(Point-based annotation records)
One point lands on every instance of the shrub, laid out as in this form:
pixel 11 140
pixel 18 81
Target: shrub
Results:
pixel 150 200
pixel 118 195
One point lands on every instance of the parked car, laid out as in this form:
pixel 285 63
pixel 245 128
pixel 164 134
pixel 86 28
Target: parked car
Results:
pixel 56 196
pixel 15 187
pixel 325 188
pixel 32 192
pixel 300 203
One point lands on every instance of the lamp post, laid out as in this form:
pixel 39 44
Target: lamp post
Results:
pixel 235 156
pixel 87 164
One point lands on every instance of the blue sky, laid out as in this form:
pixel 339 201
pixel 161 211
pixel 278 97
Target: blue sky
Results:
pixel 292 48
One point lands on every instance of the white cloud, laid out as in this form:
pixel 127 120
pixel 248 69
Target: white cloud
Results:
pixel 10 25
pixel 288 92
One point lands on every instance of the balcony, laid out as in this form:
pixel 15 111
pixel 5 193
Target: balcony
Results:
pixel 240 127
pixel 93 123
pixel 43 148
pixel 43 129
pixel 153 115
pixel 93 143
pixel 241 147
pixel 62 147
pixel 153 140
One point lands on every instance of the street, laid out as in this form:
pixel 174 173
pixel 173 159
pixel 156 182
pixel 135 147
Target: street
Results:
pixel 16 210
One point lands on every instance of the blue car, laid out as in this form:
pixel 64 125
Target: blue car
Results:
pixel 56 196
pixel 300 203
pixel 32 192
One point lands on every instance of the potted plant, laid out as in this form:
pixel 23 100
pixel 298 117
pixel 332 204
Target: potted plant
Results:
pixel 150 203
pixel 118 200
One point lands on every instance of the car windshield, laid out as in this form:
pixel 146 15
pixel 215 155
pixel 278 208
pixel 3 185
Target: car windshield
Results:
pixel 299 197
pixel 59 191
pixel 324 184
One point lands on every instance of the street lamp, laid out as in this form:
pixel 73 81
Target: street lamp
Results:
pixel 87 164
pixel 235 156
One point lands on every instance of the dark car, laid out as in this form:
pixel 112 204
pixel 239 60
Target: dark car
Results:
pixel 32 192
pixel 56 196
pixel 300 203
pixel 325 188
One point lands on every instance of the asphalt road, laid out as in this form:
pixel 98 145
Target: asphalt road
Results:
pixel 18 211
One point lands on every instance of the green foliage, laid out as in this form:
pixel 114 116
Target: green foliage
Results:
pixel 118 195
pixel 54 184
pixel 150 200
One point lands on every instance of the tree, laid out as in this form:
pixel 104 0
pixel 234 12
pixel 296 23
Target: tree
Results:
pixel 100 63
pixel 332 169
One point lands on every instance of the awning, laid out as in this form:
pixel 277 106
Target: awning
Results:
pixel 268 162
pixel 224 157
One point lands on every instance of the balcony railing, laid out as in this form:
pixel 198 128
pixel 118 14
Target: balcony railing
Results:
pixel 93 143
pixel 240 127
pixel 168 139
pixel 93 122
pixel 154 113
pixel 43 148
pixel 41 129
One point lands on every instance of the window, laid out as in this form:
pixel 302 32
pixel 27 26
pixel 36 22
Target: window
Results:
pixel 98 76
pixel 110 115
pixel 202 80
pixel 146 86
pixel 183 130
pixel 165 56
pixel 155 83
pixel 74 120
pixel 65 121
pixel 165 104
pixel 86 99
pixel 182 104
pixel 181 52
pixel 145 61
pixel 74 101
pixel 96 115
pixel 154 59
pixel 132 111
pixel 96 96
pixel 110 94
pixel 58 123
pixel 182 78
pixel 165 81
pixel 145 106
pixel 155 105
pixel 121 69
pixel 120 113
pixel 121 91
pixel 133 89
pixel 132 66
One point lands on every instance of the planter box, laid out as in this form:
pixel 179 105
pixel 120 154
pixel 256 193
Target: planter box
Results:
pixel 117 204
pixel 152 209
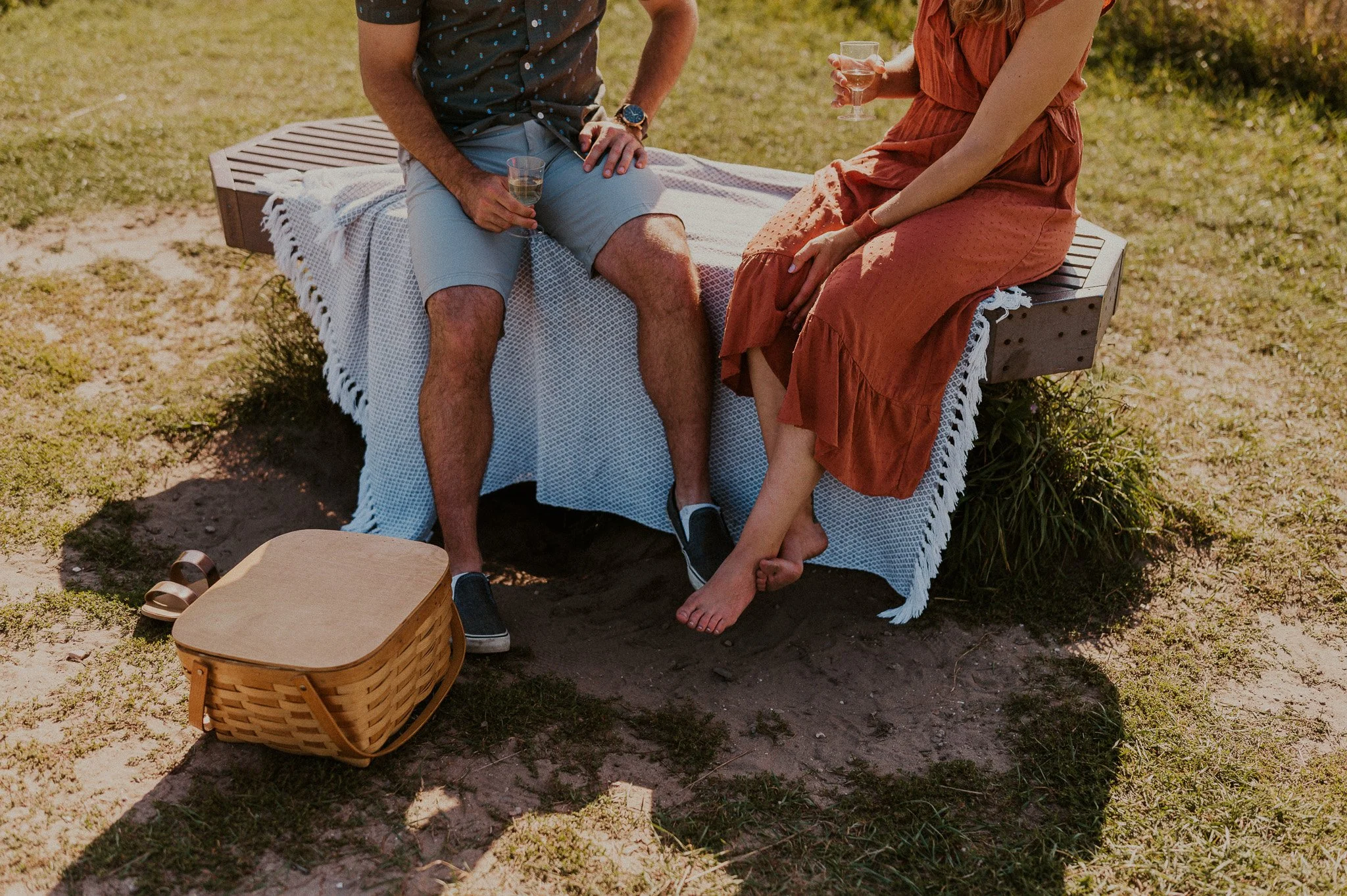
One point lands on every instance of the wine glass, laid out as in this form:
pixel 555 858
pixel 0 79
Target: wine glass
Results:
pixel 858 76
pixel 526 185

* * *

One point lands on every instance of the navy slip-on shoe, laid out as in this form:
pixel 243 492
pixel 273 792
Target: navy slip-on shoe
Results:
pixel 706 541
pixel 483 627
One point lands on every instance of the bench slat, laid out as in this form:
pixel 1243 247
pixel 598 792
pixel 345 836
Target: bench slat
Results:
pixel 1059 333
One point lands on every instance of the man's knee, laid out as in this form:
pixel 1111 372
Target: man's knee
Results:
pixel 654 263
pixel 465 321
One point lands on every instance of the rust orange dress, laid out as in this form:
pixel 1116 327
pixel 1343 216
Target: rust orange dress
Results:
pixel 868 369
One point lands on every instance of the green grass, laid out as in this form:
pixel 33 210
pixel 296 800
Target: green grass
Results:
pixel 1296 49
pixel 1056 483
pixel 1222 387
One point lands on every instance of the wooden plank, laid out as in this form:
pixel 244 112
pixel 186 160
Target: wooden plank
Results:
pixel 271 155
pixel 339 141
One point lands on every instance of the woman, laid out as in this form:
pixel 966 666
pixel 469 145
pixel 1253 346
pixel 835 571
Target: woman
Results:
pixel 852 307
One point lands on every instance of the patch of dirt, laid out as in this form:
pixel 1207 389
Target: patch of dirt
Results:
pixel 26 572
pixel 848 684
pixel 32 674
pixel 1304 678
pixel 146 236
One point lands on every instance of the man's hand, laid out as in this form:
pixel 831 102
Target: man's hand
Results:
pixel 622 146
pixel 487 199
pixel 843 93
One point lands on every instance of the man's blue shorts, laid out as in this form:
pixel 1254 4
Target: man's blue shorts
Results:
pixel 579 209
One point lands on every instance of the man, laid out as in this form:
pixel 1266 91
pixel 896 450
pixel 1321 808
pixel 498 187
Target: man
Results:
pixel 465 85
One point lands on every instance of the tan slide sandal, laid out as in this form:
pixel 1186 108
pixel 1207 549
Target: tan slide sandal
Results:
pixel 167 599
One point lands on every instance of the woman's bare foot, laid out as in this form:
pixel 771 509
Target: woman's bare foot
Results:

Problem statement: Copy out the records once more, starting at the line containing "One point lands on every instance of the white" and ending at the line containing "pixel 153 140", including both of those lines.

Written solution:
One point lands on every instance of the white cloud, laid out as in this form:
pixel 127 120
pixel 248 69
Target: white cloud
Results:
pixel 10 25
pixel 288 92
One point lands on every instance of the balcony, laid out as in this form:
pixel 15 111
pixel 5 193
Target: balcony
Results:
pixel 240 127
pixel 93 123
pixel 43 148
pixel 43 129
pixel 153 115
pixel 93 143
pixel 241 147
pixel 62 147
pixel 153 140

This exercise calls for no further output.